* **WHAT YOU ARE ASKED TO DO**: Apart from the images, the entire listing below must be restated word for word.

* **AVAILABLE DATA**:
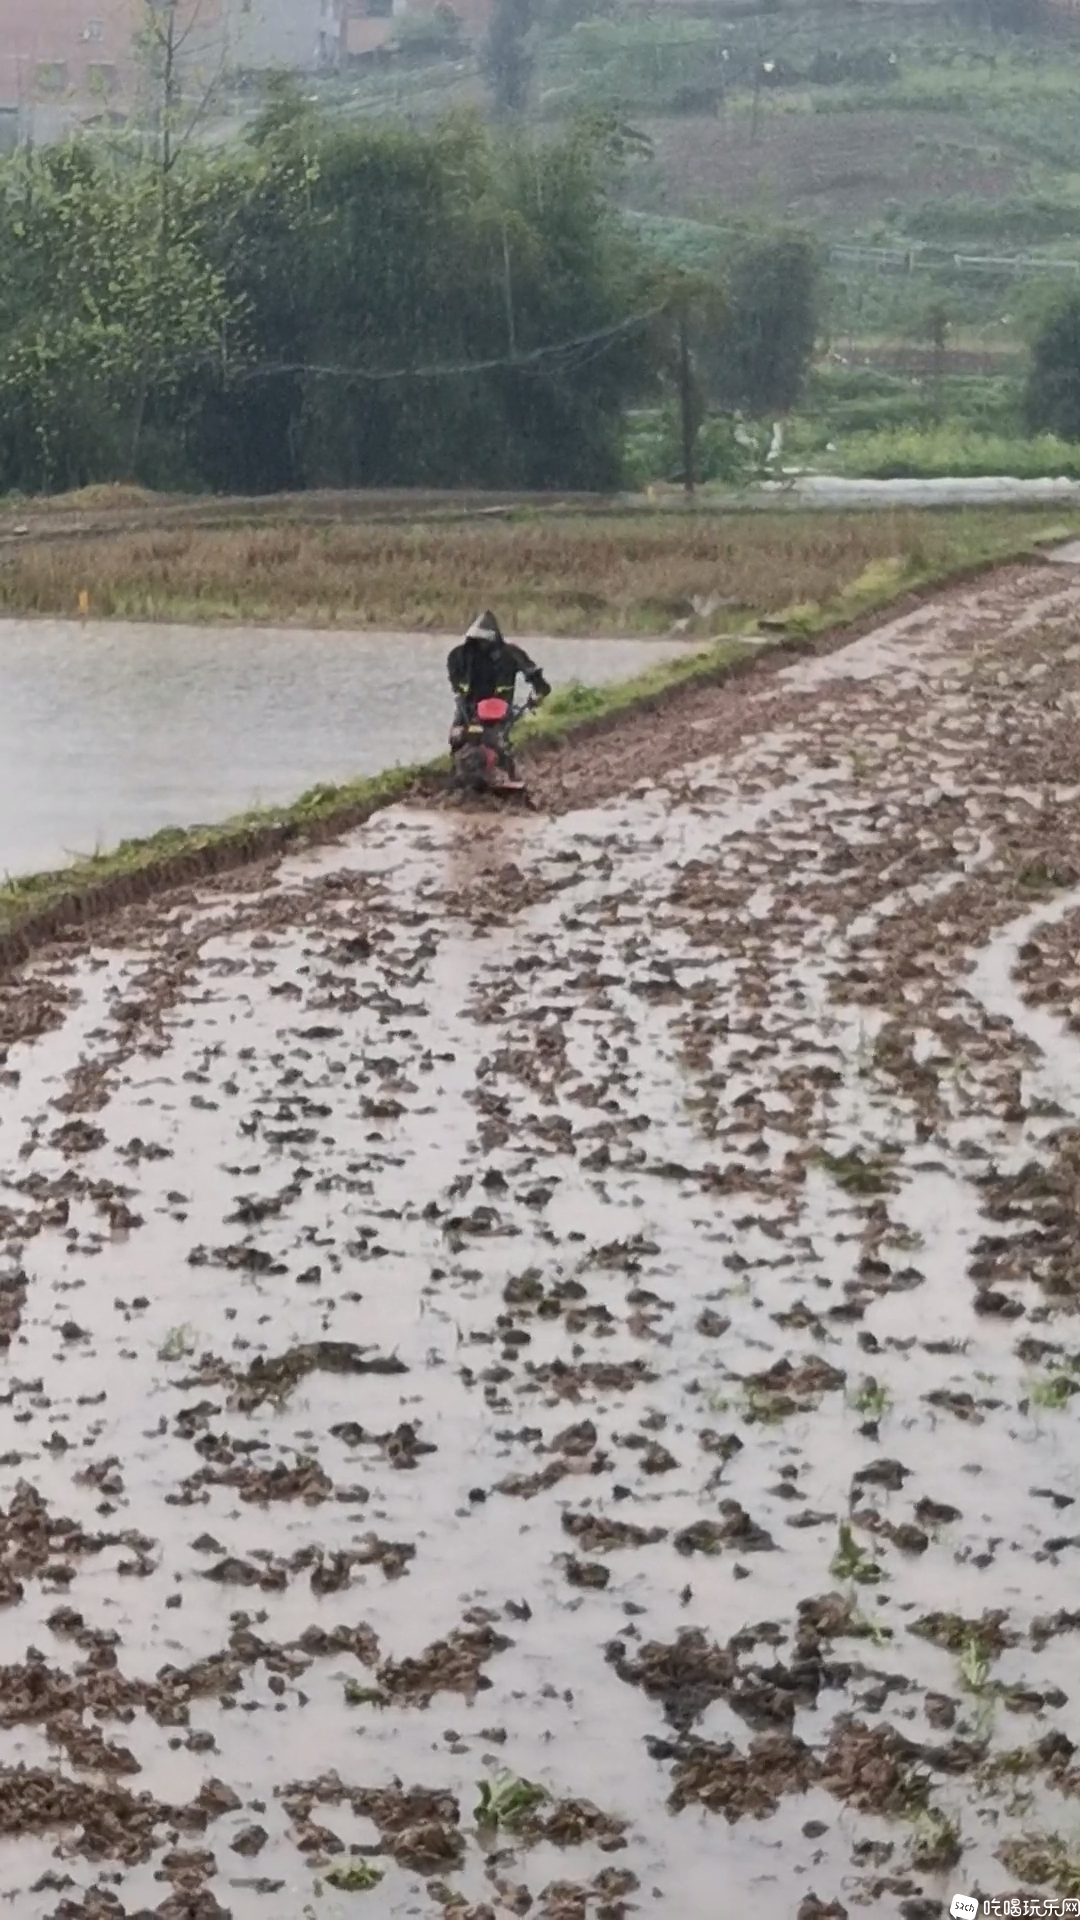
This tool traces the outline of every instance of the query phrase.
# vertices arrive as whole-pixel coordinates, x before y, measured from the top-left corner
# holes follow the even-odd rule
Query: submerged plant
[[[841,1520],[837,1534],[836,1552],[829,1562],[829,1572],[834,1580],[854,1580],[859,1586],[875,1586],[885,1578],[876,1560],[860,1547],[851,1530],[849,1520]]]
[[[751,1425],[771,1427],[799,1409],[790,1394],[772,1393],[768,1387],[747,1387],[741,1411]]]
[[[1031,1776],[1042,1767],[1036,1746],[1010,1747],[979,1769],[979,1786],[984,1794],[1002,1795],[1002,1811],[1010,1820],[1026,1820],[1035,1805]]]
[[[912,1866],[923,1873],[942,1873],[955,1867],[962,1851],[959,1821],[939,1807],[924,1808],[915,1821]]]
[[[1051,1413],[1060,1413],[1067,1407],[1074,1393],[1080,1392],[1075,1380],[1067,1373],[1043,1373],[1032,1380],[1027,1391],[1028,1402],[1033,1407],[1045,1407]]]
[[[159,1360],[184,1360],[195,1351],[194,1327],[170,1327],[158,1348]]]
[[[853,1147],[850,1153],[819,1153],[818,1164],[832,1175],[845,1193],[876,1196],[891,1193],[895,1186],[892,1171],[882,1159],[867,1160]]]
[[[969,1634],[957,1662],[965,1693],[985,1693],[990,1680],[990,1658],[976,1634]]]
[[[1076,875],[1070,868],[1057,867],[1045,860],[1032,860],[1020,869],[1017,882],[1029,893],[1049,893],[1056,887],[1074,887]]]
[[[370,1860],[352,1860],[347,1866],[328,1867],[323,1875],[328,1887],[336,1893],[370,1893],[383,1877],[381,1867],[373,1867]]]
[[[801,1409],[790,1394],[775,1393],[769,1387],[748,1386],[742,1393],[707,1393],[705,1404],[710,1413],[734,1413],[750,1426],[775,1426]]]
[[[873,1614],[864,1613],[861,1607],[852,1607],[847,1631],[856,1639],[872,1640],[875,1647],[887,1646],[896,1637],[883,1620],[876,1620]]]
[[[865,1420],[880,1420],[892,1406],[892,1395],[888,1387],[883,1387],[868,1373],[848,1395],[848,1406],[853,1413],[861,1413]]]
[[[379,1687],[365,1687],[362,1680],[346,1680],[345,1700],[350,1707],[384,1707],[386,1695]]]
[[[885,1245],[897,1253],[921,1253],[926,1245],[926,1235],[915,1227],[896,1226],[885,1235]]]
[[[535,1780],[523,1780],[516,1773],[497,1773],[493,1779],[481,1780],[480,1798],[474,1810],[474,1819],[481,1827],[505,1827],[512,1832],[527,1813],[550,1800],[546,1787]]]

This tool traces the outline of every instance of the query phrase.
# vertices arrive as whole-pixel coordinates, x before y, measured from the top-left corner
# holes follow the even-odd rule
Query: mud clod
[[[763,1553],[775,1547],[772,1535],[759,1527],[737,1500],[721,1500],[720,1512],[720,1520],[695,1520],[683,1527],[675,1535],[676,1552],[719,1553],[724,1547],[734,1547],[740,1553]]]
[[[415,1660],[384,1662],[379,1686],[389,1698],[412,1707],[429,1707],[438,1693],[460,1693],[472,1701],[491,1685],[483,1671],[487,1662],[512,1644],[490,1626],[458,1627]]]
[[[564,1513],[564,1533],[584,1553],[611,1553],[619,1547],[651,1547],[666,1539],[666,1527],[639,1527],[632,1520],[609,1520],[599,1513]]]
[[[348,1806],[371,1820],[399,1866],[436,1874],[457,1867],[465,1851],[453,1794],[428,1787],[347,1787],[336,1773],[282,1791],[282,1804],[303,1830],[316,1807]]]
[[[715,1645],[700,1627],[685,1628],[669,1646],[649,1641],[634,1658],[613,1641],[607,1658],[620,1680],[659,1701],[665,1718],[684,1733],[713,1700],[731,1693],[737,1671],[730,1649]]]
[[[690,1916],[717,1815],[733,1912],[1074,1890],[1078,623],[8,940],[14,1912]]]
[[[805,1793],[816,1772],[809,1747],[788,1734],[763,1734],[746,1753],[731,1741],[702,1741],[676,1764],[669,1805],[677,1813],[696,1803],[731,1822],[761,1820],[784,1794]]]

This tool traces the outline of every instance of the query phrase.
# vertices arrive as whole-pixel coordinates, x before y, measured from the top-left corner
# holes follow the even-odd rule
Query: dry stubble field
[[[342,496],[349,510],[359,496]],[[319,497],[297,514],[332,511]],[[187,503],[192,512],[229,503]],[[340,511],[345,512],[345,506]],[[179,511],[179,509],[177,509]],[[426,522],[286,519],[125,526],[125,512],[0,525],[0,612],[460,630],[493,606],[508,632],[704,634],[793,606],[846,610],[990,556],[1028,550],[1061,514],[529,512]],[[387,509],[388,511],[388,509]],[[414,512],[416,509],[414,509]],[[1069,516],[1066,514],[1066,520]],[[44,537],[59,519],[64,534]],[[858,594],[856,595],[858,598]]]

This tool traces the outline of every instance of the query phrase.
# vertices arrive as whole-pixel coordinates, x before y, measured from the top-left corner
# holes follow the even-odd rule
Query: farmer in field
[[[503,638],[493,613],[478,614],[460,645],[451,648],[446,670],[457,697],[455,727],[467,720],[478,700],[505,700],[514,704],[518,674],[527,680],[537,700],[546,700],[551,692],[542,668],[530,660],[523,647],[512,646]],[[454,735],[451,733],[451,743]]]

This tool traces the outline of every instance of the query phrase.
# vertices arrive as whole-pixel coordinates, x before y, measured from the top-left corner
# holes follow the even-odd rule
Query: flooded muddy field
[[[20,1920],[1077,1894],[1078,707],[1016,572],[5,984]]]
[[[0,874],[285,805],[443,751],[437,634],[0,620]],[[539,640],[554,686],[687,643]]]

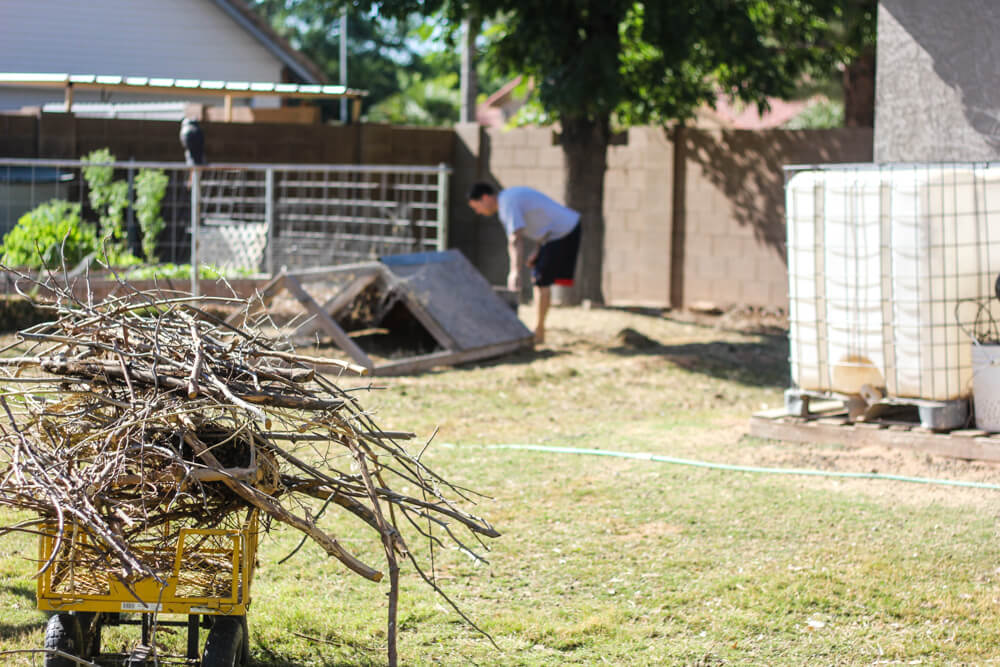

* **THE ANSWER**:
This tool traces the outline of every instance of the query phrase.
# vertices arrive as whole-pixel coordinates, x before y, measured from the top-left corner
# holes follow the even-odd rule
Query: submerged plant
[[[841,1520],[837,1534],[836,1552],[829,1562],[829,1572],[834,1580],[854,1580],[859,1586],[875,1586],[885,1578],[876,1560],[860,1547],[851,1530],[849,1520]]]
[[[751,1425],[771,1427],[799,1409],[790,1394],[772,1393],[768,1387],[747,1387],[741,1411]]]
[[[1031,1776],[1042,1767],[1036,1746],[1010,1747],[979,1769],[979,1786],[984,1794],[1002,1795],[1002,1811],[1010,1820],[1026,1820],[1035,1805]]]
[[[912,1866],[923,1873],[942,1873],[955,1867],[962,1851],[959,1821],[939,1807],[924,1808],[915,1821]]]
[[[1051,1413],[1060,1413],[1067,1407],[1074,1393],[1080,1392],[1075,1380],[1067,1373],[1043,1373],[1032,1380],[1027,1391],[1028,1402],[1033,1407],[1045,1407]]]
[[[159,1360],[184,1360],[195,1351],[194,1327],[170,1327],[158,1348]]]
[[[853,1147],[850,1153],[819,1153],[818,1164],[832,1175],[845,1193],[876,1196],[891,1193],[895,1186],[892,1171],[882,1159],[867,1160]]]
[[[969,1634],[957,1662],[965,1693],[985,1693],[990,1680],[990,1658],[976,1634]]]
[[[1076,875],[1070,868],[1057,867],[1045,860],[1032,860],[1020,869],[1017,882],[1029,893],[1049,893],[1056,887],[1074,887]]]
[[[370,1860],[352,1860],[347,1866],[328,1867],[323,1875],[328,1887],[336,1893],[370,1893],[383,1877],[381,1867],[373,1867]]]
[[[801,1409],[790,1394],[775,1393],[769,1387],[748,1386],[742,1393],[707,1393],[705,1404],[710,1413],[734,1413],[750,1426],[775,1426]]]
[[[873,1614],[864,1613],[861,1607],[852,1607],[847,1631],[856,1639],[872,1640],[875,1647],[887,1646],[896,1637],[883,1620],[876,1620]]]
[[[865,1420],[880,1420],[892,1406],[892,1395],[888,1387],[883,1387],[868,1373],[848,1395],[848,1406],[853,1413],[861,1413]]]
[[[379,1687],[365,1687],[362,1680],[346,1680],[345,1700],[350,1707],[384,1707],[386,1695]]]
[[[885,1245],[897,1253],[921,1253],[926,1245],[926,1235],[915,1227],[896,1226],[885,1235]]]
[[[535,1780],[523,1780],[516,1773],[497,1773],[493,1779],[481,1780],[480,1798],[474,1810],[474,1819],[481,1827],[505,1827],[512,1832],[527,1813],[550,1800],[546,1787]]]

This tool traces the outline of every instance of the query phrase.
# vertices arrive as whole-pixel coordinates, x before y, measured from the top-left corner
# holes follow the even-odd rule
Query: mud clod
[[[763,1553],[775,1547],[772,1535],[759,1527],[737,1500],[721,1500],[720,1512],[720,1520],[695,1520],[683,1527],[675,1535],[676,1552],[719,1553],[724,1547],[734,1547],[740,1553]]]
[[[415,1660],[384,1662],[379,1686],[389,1698],[412,1707],[429,1707],[438,1693],[460,1693],[472,1701],[491,1685],[483,1671],[487,1662],[512,1644],[490,1626],[458,1627]]]
[[[564,1513],[564,1533],[584,1553],[611,1553],[619,1547],[651,1547],[666,1539],[666,1527],[639,1527],[632,1520],[609,1520],[599,1513]]]
[[[348,1806],[371,1820],[399,1866],[436,1874],[457,1867],[465,1851],[453,1794],[428,1787],[347,1787],[336,1773],[282,1791],[282,1804],[303,1830],[316,1807]]]
[[[715,1645],[700,1627],[685,1628],[669,1646],[649,1641],[634,1658],[613,1641],[607,1658],[620,1680],[659,1701],[665,1718],[684,1733],[713,1700],[731,1693],[737,1671],[730,1649]]]
[[[690,1916],[717,1815],[733,1912],[1074,1890],[1078,623],[8,940],[14,1912]]]
[[[805,1793],[816,1772],[809,1747],[788,1734],[763,1734],[746,1753],[731,1741],[702,1741],[676,1764],[669,1805],[677,1813],[696,1803],[731,1822],[761,1820],[784,1794]]]

This tool traces the outline of every instance of the query phrase.
# vertices arrive as whole-pixel coordinates, x before y, measured from the top-left corner
# holes follow the even-odd rule
Query: dry stubble field
[[[342,496],[349,510],[359,496]],[[319,497],[297,514],[332,511]],[[187,503],[192,512],[229,503]],[[340,511],[345,512],[345,506]],[[179,511],[179,509],[177,509]],[[426,522],[286,519],[125,526],[125,512],[0,525],[0,612],[460,630],[493,606],[508,632],[704,634],[793,606],[846,610],[990,556],[1028,550],[1061,514],[529,512]],[[387,509],[388,511],[388,509]],[[414,512],[416,509],[414,509]],[[1069,516],[1066,514],[1066,520]],[[44,537],[59,519],[64,534]],[[858,594],[856,595],[858,598]]]

This tool traces the outline of every instance of the query phrase.
# vertices arrive as whole-pixel coordinates, x before y, measured from the top-left corner
# holes follow the even-odd rule
Query: farmer in field
[[[503,638],[493,613],[478,614],[460,645],[451,648],[446,670],[457,697],[455,727],[467,720],[478,700],[505,700],[514,704],[518,674],[527,680],[537,700],[546,700],[551,692],[542,668],[530,660],[523,647],[512,646]],[[454,735],[451,733],[451,743]]]

This tool traces the outline of every instance of the query phrase.
# vertices arrive as whole-pixel coordinates, x before y, measured from the top-left corner
# holes follow the even-odd rule
Query: flooded muddy field
[[[20,1920],[1077,1894],[1078,707],[1016,572],[5,984]]]
[[[0,874],[285,805],[443,751],[437,634],[0,620]],[[539,640],[554,686],[687,643]]]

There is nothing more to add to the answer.